> _Work to complete_
Recast the part of the rows that opens with the line containing "Reviewer note: every instance of the black horse" and closes with the line containing "[[182, 150], [31, 233]]" as a numbered list, one line per item and blank lines left out.

> _Data excerpts_

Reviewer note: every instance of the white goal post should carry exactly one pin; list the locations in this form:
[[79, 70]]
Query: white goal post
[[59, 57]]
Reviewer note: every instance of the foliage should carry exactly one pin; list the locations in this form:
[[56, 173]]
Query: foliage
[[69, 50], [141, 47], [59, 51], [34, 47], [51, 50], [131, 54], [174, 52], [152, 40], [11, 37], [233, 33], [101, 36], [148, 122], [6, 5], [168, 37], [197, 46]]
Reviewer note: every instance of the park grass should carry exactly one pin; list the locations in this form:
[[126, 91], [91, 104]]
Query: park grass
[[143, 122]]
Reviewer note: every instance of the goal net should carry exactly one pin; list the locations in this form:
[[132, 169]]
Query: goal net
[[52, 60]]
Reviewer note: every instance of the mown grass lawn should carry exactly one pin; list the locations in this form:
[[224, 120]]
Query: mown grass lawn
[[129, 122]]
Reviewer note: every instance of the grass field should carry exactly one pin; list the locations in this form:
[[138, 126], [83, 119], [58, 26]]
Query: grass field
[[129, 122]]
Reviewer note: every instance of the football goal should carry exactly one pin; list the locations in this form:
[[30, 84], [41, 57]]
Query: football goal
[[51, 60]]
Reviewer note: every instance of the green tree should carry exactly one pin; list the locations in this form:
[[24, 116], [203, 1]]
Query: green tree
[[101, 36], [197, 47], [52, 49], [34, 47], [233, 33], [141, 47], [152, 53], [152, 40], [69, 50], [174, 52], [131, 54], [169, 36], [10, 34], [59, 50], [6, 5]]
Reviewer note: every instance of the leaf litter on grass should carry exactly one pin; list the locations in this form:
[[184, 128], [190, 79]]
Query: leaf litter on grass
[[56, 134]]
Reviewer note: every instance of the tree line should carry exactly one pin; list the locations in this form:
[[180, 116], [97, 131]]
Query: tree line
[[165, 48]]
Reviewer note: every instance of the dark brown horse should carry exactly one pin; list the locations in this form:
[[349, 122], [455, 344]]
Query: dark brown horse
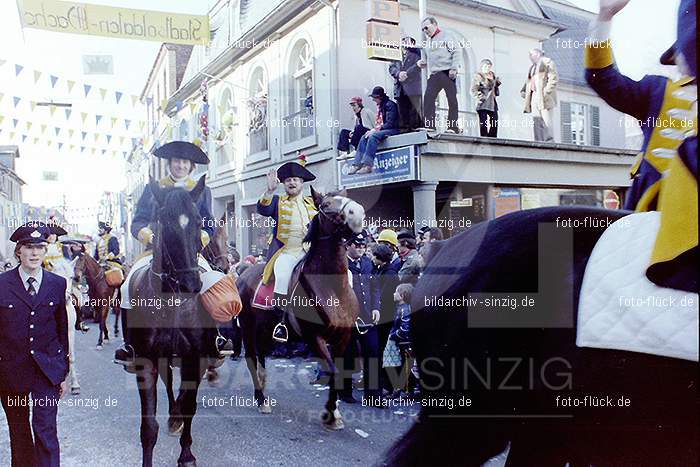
[[102, 296], [325, 307], [167, 324]]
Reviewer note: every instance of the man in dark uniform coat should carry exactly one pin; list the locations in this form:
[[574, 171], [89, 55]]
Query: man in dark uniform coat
[[33, 349]]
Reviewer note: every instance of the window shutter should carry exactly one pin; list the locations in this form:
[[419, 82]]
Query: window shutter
[[595, 125], [566, 123]]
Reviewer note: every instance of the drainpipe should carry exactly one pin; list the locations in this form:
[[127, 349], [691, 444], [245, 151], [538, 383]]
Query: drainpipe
[[335, 92]]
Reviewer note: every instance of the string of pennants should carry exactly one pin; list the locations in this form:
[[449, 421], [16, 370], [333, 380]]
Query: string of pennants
[[87, 89]]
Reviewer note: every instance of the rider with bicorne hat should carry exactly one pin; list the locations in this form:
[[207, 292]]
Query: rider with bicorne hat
[[292, 213]]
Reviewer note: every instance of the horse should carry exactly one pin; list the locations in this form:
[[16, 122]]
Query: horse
[[101, 294], [167, 325], [325, 306], [519, 367]]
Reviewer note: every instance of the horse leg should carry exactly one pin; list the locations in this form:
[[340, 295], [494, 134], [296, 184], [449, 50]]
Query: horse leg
[[330, 417], [191, 375], [147, 379], [175, 423]]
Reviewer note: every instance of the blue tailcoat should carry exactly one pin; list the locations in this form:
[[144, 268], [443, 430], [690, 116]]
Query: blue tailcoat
[[33, 332]]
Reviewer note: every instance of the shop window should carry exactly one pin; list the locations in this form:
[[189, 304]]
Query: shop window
[[299, 122]]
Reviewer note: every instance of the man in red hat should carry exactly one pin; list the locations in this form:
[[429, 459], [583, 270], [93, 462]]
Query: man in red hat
[[292, 213]]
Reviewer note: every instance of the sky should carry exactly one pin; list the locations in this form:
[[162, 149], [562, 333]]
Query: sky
[[641, 32]]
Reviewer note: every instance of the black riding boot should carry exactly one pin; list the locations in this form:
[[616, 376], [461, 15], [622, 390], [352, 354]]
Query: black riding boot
[[125, 354], [280, 333]]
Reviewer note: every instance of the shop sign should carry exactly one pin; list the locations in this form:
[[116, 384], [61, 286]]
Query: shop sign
[[391, 166]]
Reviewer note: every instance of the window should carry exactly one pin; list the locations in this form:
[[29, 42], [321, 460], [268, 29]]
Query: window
[[223, 133], [257, 112], [300, 120], [580, 124]]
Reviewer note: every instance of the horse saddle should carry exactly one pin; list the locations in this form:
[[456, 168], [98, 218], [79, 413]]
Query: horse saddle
[[264, 295], [620, 308]]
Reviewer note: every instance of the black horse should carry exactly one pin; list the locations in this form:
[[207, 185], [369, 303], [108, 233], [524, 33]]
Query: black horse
[[168, 326], [520, 367], [325, 307]]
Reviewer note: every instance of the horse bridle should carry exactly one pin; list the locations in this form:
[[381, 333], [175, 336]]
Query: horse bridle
[[327, 216]]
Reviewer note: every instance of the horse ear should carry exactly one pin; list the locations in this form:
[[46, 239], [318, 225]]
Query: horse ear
[[318, 197], [156, 190], [198, 189]]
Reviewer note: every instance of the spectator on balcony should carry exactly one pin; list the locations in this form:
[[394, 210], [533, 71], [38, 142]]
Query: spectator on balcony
[[364, 120], [407, 85], [387, 124], [485, 90], [540, 94], [443, 63]]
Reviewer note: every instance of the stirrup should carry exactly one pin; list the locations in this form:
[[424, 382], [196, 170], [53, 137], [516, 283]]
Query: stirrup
[[280, 326], [224, 346], [360, 324]]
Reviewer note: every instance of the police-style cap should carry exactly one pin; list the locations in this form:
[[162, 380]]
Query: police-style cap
[[182, 150], [31, 233]]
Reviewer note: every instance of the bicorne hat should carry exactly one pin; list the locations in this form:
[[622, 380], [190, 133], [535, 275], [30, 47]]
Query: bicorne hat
[[182, 150], [295, 169], [31, 233]]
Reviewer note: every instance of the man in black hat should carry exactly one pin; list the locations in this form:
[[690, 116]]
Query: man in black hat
[[33, 349], [292, 213], [182, 157], [387, 124]]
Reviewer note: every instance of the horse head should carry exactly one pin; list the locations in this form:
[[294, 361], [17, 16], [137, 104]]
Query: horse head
[[177, 240], [338, 216], [216, 252]]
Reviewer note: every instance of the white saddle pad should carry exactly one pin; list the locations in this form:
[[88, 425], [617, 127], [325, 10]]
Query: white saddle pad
[[621, 309]]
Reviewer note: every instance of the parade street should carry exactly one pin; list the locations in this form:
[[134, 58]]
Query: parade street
[[94, 434]]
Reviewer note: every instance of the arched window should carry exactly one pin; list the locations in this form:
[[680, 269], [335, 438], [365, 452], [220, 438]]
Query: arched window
[[257, 111], [224, 129], [300, 120]]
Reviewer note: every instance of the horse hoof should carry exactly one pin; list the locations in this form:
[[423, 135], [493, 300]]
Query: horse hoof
[[175, 427]]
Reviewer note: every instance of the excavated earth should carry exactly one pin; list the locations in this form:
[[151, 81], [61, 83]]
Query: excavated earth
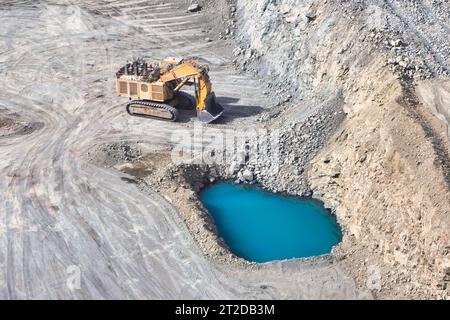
[[357, 91]]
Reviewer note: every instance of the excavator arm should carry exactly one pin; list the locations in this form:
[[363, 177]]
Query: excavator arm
[[207, 107]]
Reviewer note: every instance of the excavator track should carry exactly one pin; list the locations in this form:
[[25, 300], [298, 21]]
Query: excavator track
[[152, 110]]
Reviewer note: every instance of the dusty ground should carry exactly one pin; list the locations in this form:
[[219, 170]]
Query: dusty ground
[[61, 214], [358, 91]]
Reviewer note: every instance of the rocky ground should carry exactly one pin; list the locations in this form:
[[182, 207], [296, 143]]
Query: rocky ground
[[354, 94], [354, 117]]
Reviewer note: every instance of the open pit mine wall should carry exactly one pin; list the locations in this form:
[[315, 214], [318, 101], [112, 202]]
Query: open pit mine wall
[[380, 171]]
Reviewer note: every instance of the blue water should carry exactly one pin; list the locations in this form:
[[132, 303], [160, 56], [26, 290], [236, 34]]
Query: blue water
[[260, 226]]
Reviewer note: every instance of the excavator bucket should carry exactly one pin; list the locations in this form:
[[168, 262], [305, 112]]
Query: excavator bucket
[[212, 110]]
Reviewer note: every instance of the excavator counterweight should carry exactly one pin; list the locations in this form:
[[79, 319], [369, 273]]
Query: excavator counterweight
[[154, 89]]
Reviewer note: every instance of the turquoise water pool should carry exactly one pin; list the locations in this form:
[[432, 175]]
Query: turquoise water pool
[[260, 226]]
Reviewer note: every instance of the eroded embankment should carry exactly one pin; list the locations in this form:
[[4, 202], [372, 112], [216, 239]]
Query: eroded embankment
[[385, 171]]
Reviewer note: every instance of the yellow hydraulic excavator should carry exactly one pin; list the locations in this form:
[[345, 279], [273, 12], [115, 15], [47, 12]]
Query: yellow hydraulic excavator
[[154, 89]]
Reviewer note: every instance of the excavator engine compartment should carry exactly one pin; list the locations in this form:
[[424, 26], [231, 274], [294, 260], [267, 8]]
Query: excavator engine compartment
[[154, 88]]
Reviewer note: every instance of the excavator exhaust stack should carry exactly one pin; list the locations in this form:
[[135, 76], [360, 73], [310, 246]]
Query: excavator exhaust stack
[[212, 111]]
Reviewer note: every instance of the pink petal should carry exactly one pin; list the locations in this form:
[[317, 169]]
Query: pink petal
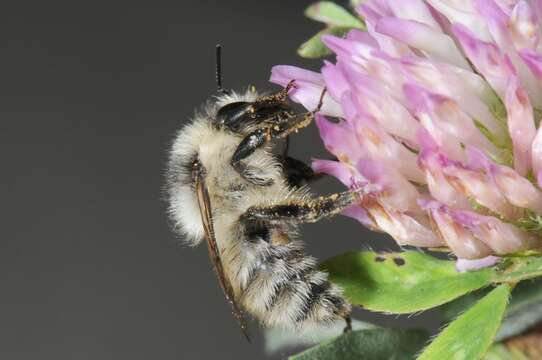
[[462, 242], [371, 16], [533, 60], [339, 139], [439, 186], [444, 119], [487, 58], [517, 190], [433, 42], [463, 14], [520, 124], [406, 230], [413, 10], [465, 87], [524, 26], [502, 238], [499, 27], [377, 144], [536, 156], [397, 192], [307, 89], [372, 98]]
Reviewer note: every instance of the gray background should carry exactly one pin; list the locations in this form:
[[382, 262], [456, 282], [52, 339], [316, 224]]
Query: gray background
[[90, 98]]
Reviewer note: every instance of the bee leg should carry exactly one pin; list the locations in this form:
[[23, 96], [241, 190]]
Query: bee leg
[[297, 172], [348, 326], [303, 211], [264, 135], [278, 98]]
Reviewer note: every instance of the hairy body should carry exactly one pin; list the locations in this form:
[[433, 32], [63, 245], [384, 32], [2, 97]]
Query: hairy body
[[255, 214]]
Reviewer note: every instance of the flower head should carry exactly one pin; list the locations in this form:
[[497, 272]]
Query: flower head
[[439, 103]]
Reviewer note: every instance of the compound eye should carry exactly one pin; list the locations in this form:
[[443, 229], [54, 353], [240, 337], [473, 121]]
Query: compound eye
[[233, 114]]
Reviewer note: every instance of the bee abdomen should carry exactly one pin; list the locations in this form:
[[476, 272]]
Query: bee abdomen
[[289, 291]]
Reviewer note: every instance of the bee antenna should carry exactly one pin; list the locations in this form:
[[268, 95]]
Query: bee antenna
[[219, 69]]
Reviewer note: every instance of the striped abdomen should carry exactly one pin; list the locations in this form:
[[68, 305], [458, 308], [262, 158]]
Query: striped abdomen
[[284, 288]]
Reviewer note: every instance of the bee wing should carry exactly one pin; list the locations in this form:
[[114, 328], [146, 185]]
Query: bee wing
[[214, 253]]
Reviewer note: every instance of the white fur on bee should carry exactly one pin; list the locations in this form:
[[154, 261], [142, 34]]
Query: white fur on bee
[[262, 274]]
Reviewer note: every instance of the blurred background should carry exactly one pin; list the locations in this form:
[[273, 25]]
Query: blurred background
[[91, 97]]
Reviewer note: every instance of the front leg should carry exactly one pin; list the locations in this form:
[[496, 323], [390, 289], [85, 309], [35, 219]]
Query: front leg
[[262, 136], [300, 211]]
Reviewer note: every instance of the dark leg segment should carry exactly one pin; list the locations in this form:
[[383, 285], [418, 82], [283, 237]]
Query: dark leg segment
[[348, 326], [303, 212], [297, 172], [261, 136]]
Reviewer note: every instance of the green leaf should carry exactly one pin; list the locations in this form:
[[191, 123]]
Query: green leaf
[[519, 269], [470, 335], [314, 47], [401, 283], [501, 352], [333, 15], [523, 312], [354, 3], [375, 344], [279, 339]]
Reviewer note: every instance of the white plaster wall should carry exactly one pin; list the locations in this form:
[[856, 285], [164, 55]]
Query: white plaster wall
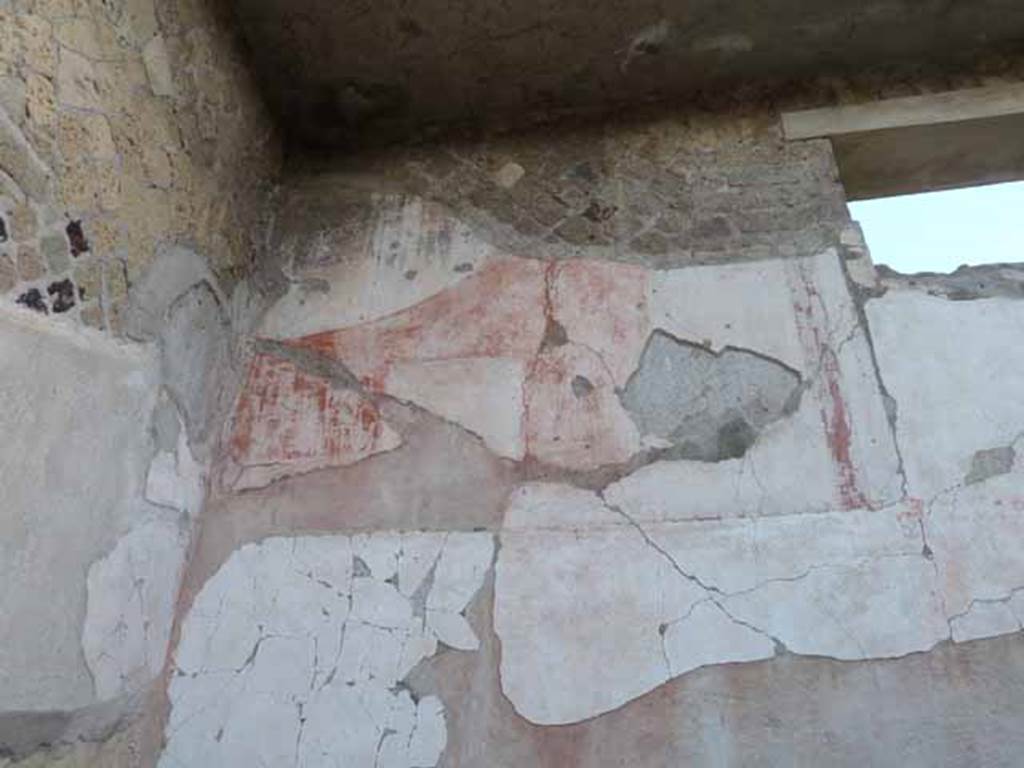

> _Output below_
1. Reviewer note: every instance of the black horse should carry exactly one pin; list the locations in this form:
2. [[207, 185], [369, 303], [108, 233], [524, 33]]
3. Query: black horse
4. [[168, 326], [520, 367], [325, 307]]
5. Reviewer note: every instance of the horse bridle should carry exactly one pin; list the locations in this form:
6. [[381, 333], [175, 336]]
7. Query: horse bridle
8. [[327, 216]]
9. Reviewer note: every instance of the horse ear should carry exactly one pin; list the locations in this form:
10. [[46, 239], [318, 225]]
11. Query: horse ear
12. [[318, 197], [156, 190], [198, 189]]
13. Reviewer note: every instance of the spectator on balcony should carry exactly one pin; list the locations in this form:
14. [[394, 210], [533, 71], [38, 142]]
15. Query: spectator on balcony
16. [[364, 120], [407, 85], [387, 124], [485, 90], [540, 94], [443, 63]]
17. Reviewer note: every instance of the stirrup should carry exactly one pin; list the locations in this form:
18. [[424, 382], [196, 170], [53, 137], [516, 283]]
19. Query: stirrup
20. [[280, 326], [224, 346], [360, 324]]
21. Reviewer note: every instance of the police-style cap should carry exactly one pin; list the locations in this form:
22. [[162, 380]]
23. Query: police-style cap
24. [[182, 150], [31, 233]]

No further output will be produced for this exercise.